— Set problem 1 —
Show each line of the entries below that contains the string "ground", matching case exactly.

Later, Enlightenment thinking further shifted toward the individual. Rational change, progress, and separation of church and state became dominant themes. Based on my understanding of this time period, real estate became more individualized, yet functional and practical. The idea of individual spaces for different kinds of work took hold and the built environment became simplified as common structures were more prolific, reflecting a growing and modernizing economy.

There is a change happening right before us. “Make it new” was the calling card for modernism, the era I believe we are in the process of leaving, which ushered in an optimistic view of human potential clearly visible in buildings like the Guggenheim Museum in New York City. There seemed to be certainty around objective truth and belief in the power of reason. The future offered limitless potential and society was continually improving.

Real estate responded by offering practical solutions, often designed around technology (the means of production). Office towers became inspirational sculptures of art that changed skylines. At the same time, there was a heavy emphasis on productivity and practicality for the built environment. People measured real estate’s success on productivity and transactions. An entire industry emerged around the idea of a lease contract. Everything was measured, defined, and priced.

Excerpts of pointing data:
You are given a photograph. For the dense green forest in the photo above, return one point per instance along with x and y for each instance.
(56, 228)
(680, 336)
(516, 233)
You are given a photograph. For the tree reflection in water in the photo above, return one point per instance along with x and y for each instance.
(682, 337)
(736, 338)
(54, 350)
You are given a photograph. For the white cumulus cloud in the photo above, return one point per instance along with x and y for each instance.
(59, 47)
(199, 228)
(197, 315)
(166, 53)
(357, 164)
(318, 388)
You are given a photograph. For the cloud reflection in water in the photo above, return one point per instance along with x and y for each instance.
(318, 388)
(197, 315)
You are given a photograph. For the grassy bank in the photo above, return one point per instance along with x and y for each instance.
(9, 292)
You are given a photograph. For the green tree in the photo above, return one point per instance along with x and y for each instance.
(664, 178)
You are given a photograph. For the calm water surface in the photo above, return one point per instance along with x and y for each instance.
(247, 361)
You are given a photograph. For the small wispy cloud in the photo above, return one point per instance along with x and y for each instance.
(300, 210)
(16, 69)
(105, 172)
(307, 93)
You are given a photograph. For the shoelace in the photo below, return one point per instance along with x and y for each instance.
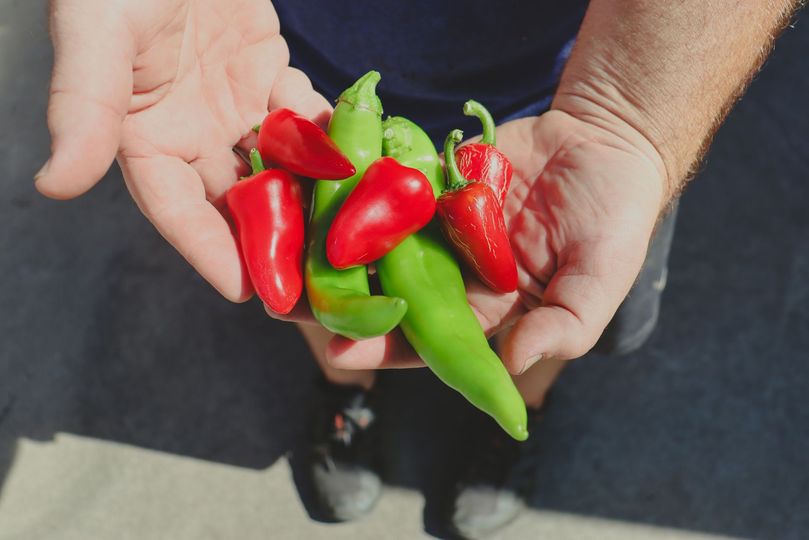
(350, 421)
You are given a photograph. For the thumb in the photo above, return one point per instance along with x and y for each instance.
(90, 92)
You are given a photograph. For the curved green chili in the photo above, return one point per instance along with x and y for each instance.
(341, 299)
(439, 323)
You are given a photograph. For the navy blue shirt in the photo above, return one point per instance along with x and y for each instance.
(434, 55)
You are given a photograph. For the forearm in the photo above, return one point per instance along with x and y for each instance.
(670, 71)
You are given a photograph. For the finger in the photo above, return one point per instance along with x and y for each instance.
(579, 301)
(219, 172)
(301, 313)
(292, 89)
(171, 195)
(89, 96)
(391, 351)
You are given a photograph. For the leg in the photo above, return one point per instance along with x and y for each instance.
(489, 491)
(341, 458)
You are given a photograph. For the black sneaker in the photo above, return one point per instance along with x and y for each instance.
(342, 457)
(497, 474)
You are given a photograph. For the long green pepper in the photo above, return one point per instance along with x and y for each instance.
(439, 323)
(341, 299)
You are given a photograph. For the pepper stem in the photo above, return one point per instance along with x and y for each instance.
(362, 94)
(455, 180)
(255, 161)
(473, 108)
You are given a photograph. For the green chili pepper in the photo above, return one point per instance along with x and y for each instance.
(341, 299)
(439, 323)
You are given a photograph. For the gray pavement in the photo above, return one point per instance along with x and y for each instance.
(136, 403)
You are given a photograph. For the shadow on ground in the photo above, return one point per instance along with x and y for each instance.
(108, 334)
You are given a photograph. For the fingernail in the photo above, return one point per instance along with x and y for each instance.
(530, 361)
(43, 170)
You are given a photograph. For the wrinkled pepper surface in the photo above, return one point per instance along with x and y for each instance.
(439, 323)
(482, 161)
(472, 220)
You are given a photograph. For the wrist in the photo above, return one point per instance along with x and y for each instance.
(622, 126)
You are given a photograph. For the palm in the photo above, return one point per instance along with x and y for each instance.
(580, 211)
(200, 80)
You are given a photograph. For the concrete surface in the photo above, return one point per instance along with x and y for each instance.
(135, 403)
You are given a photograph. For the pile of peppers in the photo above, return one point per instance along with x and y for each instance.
(381, 196)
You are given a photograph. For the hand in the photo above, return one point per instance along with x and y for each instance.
(169, 87)
(581, 210)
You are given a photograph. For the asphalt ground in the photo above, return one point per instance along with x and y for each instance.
(136, 403)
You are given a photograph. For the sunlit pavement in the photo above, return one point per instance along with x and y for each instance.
(136, 403)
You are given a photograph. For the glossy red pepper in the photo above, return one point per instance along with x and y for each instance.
(268, 211)
(472, 220)
(389, 203)
(482, 162)
(300, 146)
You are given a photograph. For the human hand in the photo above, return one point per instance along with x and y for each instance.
(583, 204)
(169, 87)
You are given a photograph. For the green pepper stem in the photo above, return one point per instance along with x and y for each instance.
(473, 108)
(255, 161)
(362, 94)
(455, 180)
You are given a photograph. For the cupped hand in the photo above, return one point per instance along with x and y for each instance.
(169, 87)
(581, 211)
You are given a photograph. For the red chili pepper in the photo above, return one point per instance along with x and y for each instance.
(297, 144)
(268, 211)
(472, 220)
(482, 162)
(389, 203)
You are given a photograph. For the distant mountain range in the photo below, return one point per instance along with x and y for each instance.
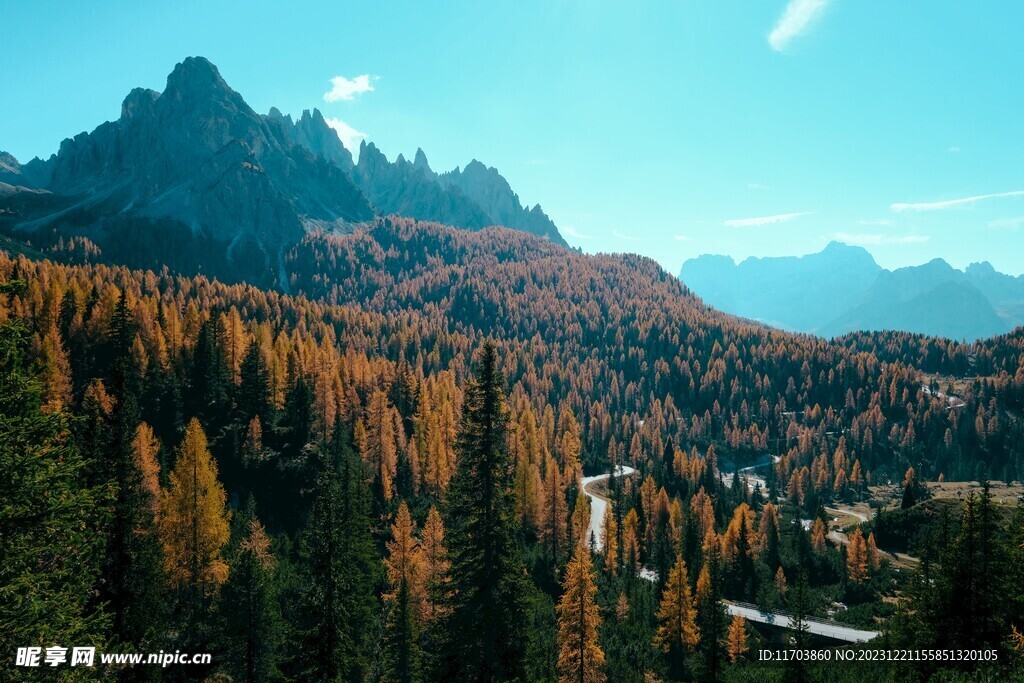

— Set problem 2 —
From the passage on real estate above, extract the text between "Later, Enlightenment thinking" and "and modernizing economy.", inclusive.

— Written reply 1 —
You are given a photograph. For the shadow on ground in the photo above, return one point per instance along with x and y for each instance.
You are given a photograph. For the asphalt ground in the photo above, return one point per instance along with x and y for each instance.

— Written reply 2 —
Later, Enlightenment thinking further shifted toward the individual. Rational change, progress, and separation of church and state became dominant themes. Based on my understanding of this time period, real estate became more individualized, yet functional and practical. The idea of individual spaces for different kinds of work took hold and the built environment became simplified as common structures were more prolific, reflecting a growing and modernizing economy.